The newly renovated New Carlisle Village community in New Carlisle, Ohio, is as comfortable a place to live as it looks, residents of the Episcopal Retirement Services Affordable Living senior-living campus told people who visited their apartments after a groundbreaking Monday.
“This is a wonderful community to be in,” said Mary Gamble, a mother of three, grandmother of seven and great-grandmother of two who has lived in the community for five years.
The $13.3 million renovation to New Carlisle Village, a community of 96 patio-home apartments, “is a big improvement,” Gamble said.
“I can’t even describe how much better the kitchen is, and the central air-conditioning is amazing,” she said. “As far as my bathroom, I have no problems getting in and out of my shower now,” with much lower risk of falling because of safety features in her bathroom. “It is just a relief.”
“I love it,” Gamble said. “ I’m a senior citizen, and I’m just a push-button away from help, and they’re usually here between 5 and 7 minutes,” when she has a hard time breathing, feels like she may faint, or has fallen.
“Since the renovations and the beautiful things we have when we open our front doors, we all sit out on the porch, we talk, and it’s just completely different.”
While New Carlisle is an Affordable Living community, ERS says the apartments, designed by RDL Architects and renovated by Cincinnati-based The Model Group, are built to the quality of ones that would rent for market rates.
It has good numbers of quality cabinets and appliances, comfortable rooms with nice natural light, an attractive community room, a community garden, and fitness centers (indoors and outdoors).

#### Exercise:
Repeat the passage on the New Carlisle Village renovation word for word, everything from "The $13.3 million" down to "or has fallen.".

#### Supplied entries:
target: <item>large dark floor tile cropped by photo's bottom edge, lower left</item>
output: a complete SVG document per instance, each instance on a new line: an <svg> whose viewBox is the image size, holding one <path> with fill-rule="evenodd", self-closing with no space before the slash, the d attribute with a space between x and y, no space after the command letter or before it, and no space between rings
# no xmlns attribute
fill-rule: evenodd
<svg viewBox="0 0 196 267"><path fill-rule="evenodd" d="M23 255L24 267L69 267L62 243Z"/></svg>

#### Answer to this exercise:
The $13.3 million renovation to New Carlisle Village, a community of 96 patio-home apartments, “is a big improvement,” Gamble said.
“I can’t even describe how much better the kitchen is, and the central air-conditioning is amazing,” she said. “As far as my bathroom, I have no problems getting in and out of my shower now,” with much lower risk of falling because of safety features in her bathroom. “It is just a relief.”
“I love it,” Gamble said. “ I’m a senior citizen, and I’m just a push-button away from help, and they’re usually here between 5 and 7 minutes,” when she has a hard time breathing, feels like she may faint, or has fallen.